### Task details
Search the listing below for the string "simplified", then copy every line it appears in.

### The data

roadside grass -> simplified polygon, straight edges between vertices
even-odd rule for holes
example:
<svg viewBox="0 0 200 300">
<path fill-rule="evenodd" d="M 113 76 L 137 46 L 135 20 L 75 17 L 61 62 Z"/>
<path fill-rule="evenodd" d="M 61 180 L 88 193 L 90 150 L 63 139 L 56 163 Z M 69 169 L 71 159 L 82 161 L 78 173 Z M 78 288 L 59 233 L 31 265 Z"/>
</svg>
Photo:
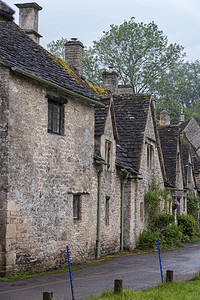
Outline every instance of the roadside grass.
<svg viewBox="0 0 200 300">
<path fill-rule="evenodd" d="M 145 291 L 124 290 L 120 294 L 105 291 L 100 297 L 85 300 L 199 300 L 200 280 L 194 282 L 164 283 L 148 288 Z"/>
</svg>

---

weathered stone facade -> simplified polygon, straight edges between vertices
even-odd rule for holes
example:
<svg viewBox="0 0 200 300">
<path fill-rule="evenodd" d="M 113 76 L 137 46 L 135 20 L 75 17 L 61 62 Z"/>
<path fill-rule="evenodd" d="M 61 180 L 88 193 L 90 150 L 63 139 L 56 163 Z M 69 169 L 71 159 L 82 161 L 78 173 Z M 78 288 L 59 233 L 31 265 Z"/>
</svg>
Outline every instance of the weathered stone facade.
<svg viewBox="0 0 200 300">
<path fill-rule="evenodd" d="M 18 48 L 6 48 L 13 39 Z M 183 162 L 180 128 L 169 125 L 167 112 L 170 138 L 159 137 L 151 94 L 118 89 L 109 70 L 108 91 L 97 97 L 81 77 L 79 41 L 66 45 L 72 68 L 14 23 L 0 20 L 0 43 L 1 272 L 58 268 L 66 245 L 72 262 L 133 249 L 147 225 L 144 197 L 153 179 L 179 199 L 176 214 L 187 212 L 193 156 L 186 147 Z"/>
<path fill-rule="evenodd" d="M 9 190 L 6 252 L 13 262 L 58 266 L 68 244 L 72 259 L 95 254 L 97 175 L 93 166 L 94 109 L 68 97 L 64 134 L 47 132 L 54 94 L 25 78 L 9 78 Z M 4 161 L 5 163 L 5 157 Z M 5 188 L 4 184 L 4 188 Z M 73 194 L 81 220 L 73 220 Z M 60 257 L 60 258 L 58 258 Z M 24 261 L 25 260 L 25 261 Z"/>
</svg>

* * *

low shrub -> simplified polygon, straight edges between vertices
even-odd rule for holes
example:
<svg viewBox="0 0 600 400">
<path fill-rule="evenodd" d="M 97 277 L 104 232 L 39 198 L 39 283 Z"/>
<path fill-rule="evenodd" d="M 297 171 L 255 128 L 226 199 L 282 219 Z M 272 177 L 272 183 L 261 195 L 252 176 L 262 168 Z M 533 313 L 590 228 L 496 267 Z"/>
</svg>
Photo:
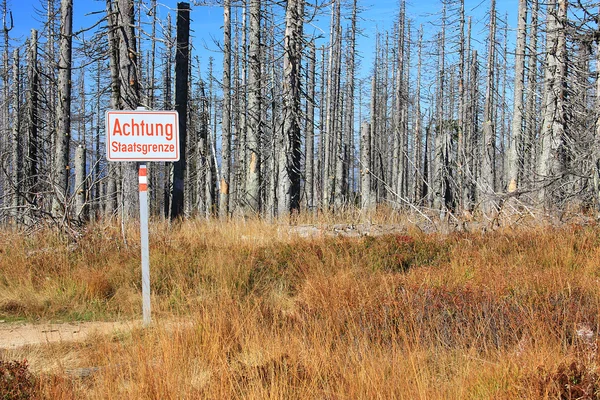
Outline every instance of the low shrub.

### Answer for this exercise
roadside grass -> simplified polygon, straight edges between vertices
weathered stone facade -> simplified polygon, straight edges between vertices
low shrub -> simplified polygon, straight edges between vertices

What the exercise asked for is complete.